*Problem details*. Copy the entries word for word from the very beginning up to and including the line with "POLYGON ((111 120, 88", leaving the pictures out of your answer.

-=-=-=-=-

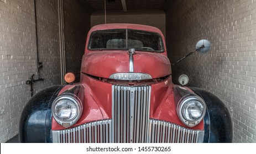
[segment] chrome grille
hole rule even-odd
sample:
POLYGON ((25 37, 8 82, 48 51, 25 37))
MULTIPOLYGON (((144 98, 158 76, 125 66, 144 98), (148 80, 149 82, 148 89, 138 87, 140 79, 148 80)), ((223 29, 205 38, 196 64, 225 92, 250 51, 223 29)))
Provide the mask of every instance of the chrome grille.
POLYGON ((112 86, 113 141, 147 142, 150 86, 112 86))
POLYGON ((149 119, 150 86, 112 86, 112 119, 53 131, 54 142, 202 142, 204 131, 149 119))
POLYGON ((150 119, 149 142, 202 142, 204 131, 189 129, 164 121, 150 119))
POLYGON ((111 120, 88 123, 74 128, 53 131, 55 143, 108 143, 112 140, 111 120))

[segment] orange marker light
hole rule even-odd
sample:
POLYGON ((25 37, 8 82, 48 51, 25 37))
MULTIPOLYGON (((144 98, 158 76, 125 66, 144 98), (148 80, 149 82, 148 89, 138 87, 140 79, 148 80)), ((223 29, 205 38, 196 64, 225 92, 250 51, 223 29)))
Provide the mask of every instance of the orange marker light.
POLYGON ((64 79, 66 81, 66 82, 68 83, 72 83, 76 79, 76 77, 75 76, 75 74, 74 74, 72 73, 67 73, 65 75, 64 79))

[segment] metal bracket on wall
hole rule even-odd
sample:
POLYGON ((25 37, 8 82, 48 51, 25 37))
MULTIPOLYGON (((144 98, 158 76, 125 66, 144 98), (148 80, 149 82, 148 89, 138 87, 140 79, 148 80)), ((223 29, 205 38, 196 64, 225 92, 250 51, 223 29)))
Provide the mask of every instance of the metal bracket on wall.
POLYGON ((34 90, 33 88, 33 85, 34 82, 38 81, 43 81, 44 79, 40 78, 40 69, 43 68, 43 63, 39 62, 39 57, 38 56, 38 25, 37 25, 37 20, 36 20, 36 4, 35 3, 35 0, 34 1, 34 4, 35 7, 35 35, 36 39, 36 56, 37 56, 37 62, 38 62, 38 79, 34 79, 34 76, 35 75, 33 74, 29 77, 29 80, 27 80, 25 83, 27 85, 30 85, 30 94, 31 97, 33 96, 34 94, 34 90))

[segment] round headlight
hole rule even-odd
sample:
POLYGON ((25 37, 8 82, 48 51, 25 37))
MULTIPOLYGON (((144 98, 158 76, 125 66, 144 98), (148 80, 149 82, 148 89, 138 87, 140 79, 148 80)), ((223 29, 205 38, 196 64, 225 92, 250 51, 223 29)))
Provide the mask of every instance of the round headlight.
POLYGON ((53 103, 51 109, 55 120, 67 128, 77 122, 82 114, 82 108, 79 98, 69 94, 57 97, 53 103))
POLYGON ((182 99, 177 109, 180 119, 186 125, 192 127, 203 119, 206 105, 202 98, 194 96, 182 99))
POLYGON ((197 100, 192 100, 184 105, 182 114, 188 121, 194 122, 202 117, 204 112, 204 106, 197 100))

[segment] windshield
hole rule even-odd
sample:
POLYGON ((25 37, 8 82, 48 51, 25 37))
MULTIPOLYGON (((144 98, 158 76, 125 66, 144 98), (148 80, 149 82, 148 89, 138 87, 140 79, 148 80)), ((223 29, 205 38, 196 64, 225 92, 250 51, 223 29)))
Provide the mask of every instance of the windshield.
POLYGON ((158 33, 131 29, 96 31, 91 35, 89 50, 129 50, 163 52, 161 36, 158 33))

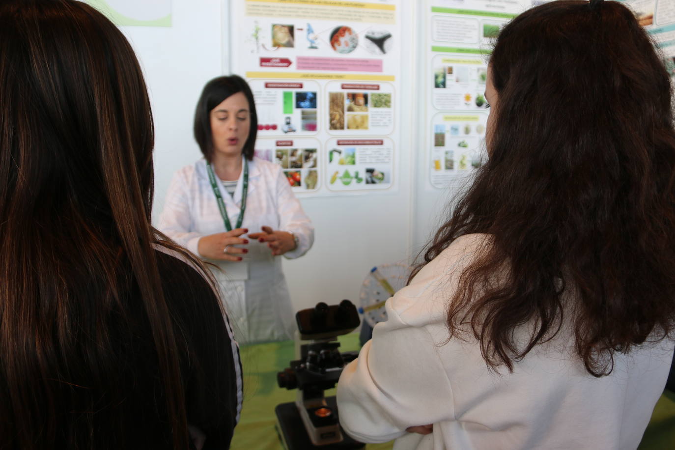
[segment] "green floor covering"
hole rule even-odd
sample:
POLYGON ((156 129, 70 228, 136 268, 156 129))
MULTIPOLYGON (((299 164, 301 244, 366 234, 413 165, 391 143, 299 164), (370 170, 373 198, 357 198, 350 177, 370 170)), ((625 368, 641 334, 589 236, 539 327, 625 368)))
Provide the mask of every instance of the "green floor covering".
MULTIPOLYGON (((340 338, 340 350, 358 350, 358 335, 340 338)), ((244 408, 230 447, 232 450, 279 450, 281 445, 274 425, 274 407, 279 403, 295 400, 296 391, 280 389, 277 372, 294 358, 292 341, 242 345, 244 366, 244 408)), ((335 389, 326 391, 334 395, 335 389)), ((392 443, 369 444, 367 450, 389 450, 392 443)), ((662 396, 645 432, 640 450, 675 449, 675 394, 662 396)))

-=-=-=-=-

*Expected answer*.
[segment] chrome grille
hole rule even-odd
sample:
POLYGON ((25 37, 8 82, 48 51, 25 37))
MULTIPOLYGON (((144 98, 158 76, 125 66, 144 98), (148 80, 149 82, 148 89, 138 87, 140 79, 148 80)), ((223 29, 205 38, 196 64, 225 92, 250 51, 223 29)))
Provide the mask of every instance of the chrome grille.
POLYGON ((112 86, 113 141, 147 142, 150 86, 112 86))
POLYGON ((149 119, 150 86, 112 86, 112 119, 53 131, 54 142, 202 142, 204 131, 149 119))
POLYGON ((150 119, 149 142, 202 142, 204 131, 189 129, 164 121, 150 119))
POLYGON ((111 120, 88 123, 74 128, 53 131, 55 143, 108 143, 112 140, 111 120))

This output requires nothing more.